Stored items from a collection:
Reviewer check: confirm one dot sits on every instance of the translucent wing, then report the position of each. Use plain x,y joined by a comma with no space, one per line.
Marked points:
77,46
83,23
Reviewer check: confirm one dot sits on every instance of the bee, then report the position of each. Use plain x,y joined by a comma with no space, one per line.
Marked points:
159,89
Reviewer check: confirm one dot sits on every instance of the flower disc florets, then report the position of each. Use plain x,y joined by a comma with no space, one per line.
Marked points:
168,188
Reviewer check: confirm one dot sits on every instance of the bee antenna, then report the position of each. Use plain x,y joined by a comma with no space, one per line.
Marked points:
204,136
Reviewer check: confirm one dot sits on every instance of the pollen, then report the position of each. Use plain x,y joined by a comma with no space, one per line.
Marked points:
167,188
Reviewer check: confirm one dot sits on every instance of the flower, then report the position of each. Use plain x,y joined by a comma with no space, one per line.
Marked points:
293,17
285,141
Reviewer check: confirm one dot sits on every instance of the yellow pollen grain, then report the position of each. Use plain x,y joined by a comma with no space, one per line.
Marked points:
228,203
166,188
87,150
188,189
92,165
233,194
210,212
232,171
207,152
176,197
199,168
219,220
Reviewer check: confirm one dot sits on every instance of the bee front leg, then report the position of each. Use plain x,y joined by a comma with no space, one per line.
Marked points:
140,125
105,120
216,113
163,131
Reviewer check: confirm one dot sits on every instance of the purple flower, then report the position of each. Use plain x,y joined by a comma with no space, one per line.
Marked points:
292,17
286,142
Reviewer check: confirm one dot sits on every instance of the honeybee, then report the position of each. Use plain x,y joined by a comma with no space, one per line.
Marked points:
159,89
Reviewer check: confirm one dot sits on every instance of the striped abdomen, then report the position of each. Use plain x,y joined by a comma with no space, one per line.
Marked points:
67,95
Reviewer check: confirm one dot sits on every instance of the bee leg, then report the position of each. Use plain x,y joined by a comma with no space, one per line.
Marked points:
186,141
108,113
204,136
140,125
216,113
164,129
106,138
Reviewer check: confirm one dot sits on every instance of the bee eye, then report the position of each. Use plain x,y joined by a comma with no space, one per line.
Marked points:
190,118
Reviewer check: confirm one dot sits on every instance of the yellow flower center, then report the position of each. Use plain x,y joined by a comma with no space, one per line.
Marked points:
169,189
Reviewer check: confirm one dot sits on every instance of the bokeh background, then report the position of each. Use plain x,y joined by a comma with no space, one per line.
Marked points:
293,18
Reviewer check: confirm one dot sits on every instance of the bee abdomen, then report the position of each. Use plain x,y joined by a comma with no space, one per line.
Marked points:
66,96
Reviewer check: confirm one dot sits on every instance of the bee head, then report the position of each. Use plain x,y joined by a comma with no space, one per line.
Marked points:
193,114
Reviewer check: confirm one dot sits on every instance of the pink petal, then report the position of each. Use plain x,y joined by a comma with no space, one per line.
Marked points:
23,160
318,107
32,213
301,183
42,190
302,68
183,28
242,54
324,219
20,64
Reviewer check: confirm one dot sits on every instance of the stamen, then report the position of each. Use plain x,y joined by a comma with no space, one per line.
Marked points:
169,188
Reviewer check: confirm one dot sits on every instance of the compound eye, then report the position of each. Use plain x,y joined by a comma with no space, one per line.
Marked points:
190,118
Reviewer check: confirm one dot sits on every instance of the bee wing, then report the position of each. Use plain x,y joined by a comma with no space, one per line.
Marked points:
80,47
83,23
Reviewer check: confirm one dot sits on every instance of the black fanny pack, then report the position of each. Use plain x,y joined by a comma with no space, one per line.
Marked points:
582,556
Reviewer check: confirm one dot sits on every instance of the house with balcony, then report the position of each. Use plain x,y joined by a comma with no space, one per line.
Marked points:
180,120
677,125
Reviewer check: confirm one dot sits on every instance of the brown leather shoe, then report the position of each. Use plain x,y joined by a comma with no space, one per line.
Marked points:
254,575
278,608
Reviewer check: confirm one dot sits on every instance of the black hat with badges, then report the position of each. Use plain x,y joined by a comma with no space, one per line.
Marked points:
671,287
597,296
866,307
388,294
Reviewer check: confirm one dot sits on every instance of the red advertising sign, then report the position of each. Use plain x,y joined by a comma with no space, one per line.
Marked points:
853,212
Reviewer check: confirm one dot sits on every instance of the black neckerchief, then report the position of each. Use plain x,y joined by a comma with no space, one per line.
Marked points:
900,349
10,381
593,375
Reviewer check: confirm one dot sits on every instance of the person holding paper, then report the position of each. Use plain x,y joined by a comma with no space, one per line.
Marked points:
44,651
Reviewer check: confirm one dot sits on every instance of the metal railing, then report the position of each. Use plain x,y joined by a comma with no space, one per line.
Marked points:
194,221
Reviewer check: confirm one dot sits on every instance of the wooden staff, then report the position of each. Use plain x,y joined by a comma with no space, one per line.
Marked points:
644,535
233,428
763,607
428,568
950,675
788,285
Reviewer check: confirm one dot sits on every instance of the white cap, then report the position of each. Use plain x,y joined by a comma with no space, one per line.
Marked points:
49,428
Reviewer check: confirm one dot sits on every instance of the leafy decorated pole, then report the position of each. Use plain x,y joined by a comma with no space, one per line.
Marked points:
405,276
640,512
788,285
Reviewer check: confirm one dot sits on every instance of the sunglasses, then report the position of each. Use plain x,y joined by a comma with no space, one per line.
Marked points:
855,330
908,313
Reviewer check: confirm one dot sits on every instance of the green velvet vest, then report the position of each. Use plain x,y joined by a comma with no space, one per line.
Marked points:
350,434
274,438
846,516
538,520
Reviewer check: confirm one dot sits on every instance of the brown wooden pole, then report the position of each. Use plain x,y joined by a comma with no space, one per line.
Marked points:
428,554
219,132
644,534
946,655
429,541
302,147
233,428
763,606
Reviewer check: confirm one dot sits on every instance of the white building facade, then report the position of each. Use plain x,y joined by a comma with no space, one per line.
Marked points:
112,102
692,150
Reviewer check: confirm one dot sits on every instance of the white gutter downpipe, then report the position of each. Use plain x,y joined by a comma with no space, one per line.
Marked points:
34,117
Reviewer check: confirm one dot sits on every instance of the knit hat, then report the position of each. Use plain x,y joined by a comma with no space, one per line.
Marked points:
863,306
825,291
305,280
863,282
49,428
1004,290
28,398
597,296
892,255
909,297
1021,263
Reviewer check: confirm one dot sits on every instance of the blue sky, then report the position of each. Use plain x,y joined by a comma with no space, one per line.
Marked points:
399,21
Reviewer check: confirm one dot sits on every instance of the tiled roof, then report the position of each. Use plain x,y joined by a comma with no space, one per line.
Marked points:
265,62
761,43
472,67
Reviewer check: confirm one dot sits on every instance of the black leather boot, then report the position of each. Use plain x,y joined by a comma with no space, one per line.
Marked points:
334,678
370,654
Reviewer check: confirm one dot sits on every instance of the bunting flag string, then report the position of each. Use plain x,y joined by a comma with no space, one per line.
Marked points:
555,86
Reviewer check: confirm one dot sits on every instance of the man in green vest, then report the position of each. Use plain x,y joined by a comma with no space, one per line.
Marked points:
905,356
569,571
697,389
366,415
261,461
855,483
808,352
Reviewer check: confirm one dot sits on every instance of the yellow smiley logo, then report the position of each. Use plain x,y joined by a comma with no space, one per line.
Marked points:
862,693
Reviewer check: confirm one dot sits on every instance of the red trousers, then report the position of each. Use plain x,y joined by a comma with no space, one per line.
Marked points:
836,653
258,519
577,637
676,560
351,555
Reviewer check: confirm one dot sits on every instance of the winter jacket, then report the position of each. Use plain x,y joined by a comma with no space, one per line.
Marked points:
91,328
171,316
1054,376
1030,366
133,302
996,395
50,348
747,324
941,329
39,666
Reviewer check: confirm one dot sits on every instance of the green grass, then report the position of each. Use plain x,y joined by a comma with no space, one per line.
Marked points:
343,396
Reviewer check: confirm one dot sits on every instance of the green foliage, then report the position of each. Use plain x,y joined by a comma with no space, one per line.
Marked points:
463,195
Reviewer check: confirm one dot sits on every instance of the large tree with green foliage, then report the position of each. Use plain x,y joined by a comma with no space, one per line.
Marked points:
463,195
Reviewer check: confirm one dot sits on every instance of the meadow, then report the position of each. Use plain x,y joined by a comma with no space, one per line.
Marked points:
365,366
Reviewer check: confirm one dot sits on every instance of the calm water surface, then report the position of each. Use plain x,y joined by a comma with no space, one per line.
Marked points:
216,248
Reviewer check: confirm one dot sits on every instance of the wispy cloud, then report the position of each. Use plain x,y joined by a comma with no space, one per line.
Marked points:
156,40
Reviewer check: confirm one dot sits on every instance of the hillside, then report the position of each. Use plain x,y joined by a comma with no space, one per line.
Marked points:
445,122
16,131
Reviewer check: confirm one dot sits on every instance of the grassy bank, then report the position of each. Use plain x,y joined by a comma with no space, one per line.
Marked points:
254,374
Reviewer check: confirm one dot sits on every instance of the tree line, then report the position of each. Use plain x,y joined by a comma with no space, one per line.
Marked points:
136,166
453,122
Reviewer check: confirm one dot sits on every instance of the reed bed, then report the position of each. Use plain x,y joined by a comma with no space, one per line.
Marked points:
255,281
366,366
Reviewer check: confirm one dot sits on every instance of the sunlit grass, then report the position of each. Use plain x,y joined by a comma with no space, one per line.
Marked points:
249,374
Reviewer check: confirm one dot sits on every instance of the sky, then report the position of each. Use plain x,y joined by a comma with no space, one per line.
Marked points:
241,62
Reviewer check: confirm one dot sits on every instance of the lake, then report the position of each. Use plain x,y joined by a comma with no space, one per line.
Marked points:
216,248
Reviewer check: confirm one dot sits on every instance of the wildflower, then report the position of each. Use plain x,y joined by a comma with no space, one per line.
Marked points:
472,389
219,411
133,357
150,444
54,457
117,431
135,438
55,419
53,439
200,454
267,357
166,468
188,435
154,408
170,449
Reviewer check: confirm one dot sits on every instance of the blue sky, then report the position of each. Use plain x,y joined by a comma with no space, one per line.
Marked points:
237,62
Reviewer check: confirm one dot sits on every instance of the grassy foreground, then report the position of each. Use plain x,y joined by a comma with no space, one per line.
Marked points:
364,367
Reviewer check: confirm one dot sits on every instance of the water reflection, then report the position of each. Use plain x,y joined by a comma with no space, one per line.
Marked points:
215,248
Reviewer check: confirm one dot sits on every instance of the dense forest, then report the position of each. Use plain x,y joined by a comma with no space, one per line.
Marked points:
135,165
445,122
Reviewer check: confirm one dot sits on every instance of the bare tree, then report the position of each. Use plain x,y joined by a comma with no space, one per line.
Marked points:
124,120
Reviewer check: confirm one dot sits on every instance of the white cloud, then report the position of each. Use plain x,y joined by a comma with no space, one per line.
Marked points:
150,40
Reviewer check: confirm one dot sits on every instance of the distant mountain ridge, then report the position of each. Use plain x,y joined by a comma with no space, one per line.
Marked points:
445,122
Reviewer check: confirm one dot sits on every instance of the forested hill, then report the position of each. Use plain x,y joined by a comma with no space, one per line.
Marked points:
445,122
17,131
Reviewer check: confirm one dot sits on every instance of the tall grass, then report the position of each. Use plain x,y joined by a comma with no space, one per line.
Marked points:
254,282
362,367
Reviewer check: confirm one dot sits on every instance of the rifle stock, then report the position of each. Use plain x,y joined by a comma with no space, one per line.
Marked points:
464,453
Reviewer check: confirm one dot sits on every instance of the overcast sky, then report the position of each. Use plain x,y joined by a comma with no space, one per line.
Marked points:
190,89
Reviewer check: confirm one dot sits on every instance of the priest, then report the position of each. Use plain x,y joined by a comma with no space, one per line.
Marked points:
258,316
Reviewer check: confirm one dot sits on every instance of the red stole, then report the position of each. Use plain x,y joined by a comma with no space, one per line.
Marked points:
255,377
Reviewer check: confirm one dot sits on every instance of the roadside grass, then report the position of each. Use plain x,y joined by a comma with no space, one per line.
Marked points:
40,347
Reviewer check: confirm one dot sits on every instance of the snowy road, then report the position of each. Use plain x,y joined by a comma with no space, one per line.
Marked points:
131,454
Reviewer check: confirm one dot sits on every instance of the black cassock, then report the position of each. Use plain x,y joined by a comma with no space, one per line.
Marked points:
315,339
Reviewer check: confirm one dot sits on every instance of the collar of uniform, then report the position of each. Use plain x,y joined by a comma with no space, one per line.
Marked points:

Problem requirements: Reproduce, exactly as they stand in the data above, the lines from the one that holds "the black leather" to the one that holds "of the winter", inclusive.

Response to this task:
Reviewer check: confirm one dot sits on every instance of the black leather boot, then report the position of each. Use plain x,y joined by a comma with no space, one per line.
Marked points:
334,678
370,654
Reviewer check: confirm one dot sits on every instance of the bunting flag string, then report the position of each. Use plain x,y joined by a comma with no space, one per line.
Marked points:
555,86
Reviewer check: confirm one dot sits on every instance of the man in green vest, then report the position of each. Use plain x,y joined by a comma with no space, one per line.
Marked points:
905,356
569,571
697,389
366,415
261,461
855,483
808,352
Reviewer check: confirm one dot sits on every instance of the yellow smiley logo, then report the position of each. Use plain x,y joined by a comma with no space, one per line.
Marked points:
862,693
Reviewer check: confirm one dot sits on every instance of the red trousers, then report the position of each. Use plain x,y joined by a comma with no space, one per line.
Marked points:
836,653
258,519
577,637
676,560
351,555
Reviewer check: confirm one dot sits on every instance of the winter jacket, then report the position of each. Use plain x,y joined by a comma with no space, one per line.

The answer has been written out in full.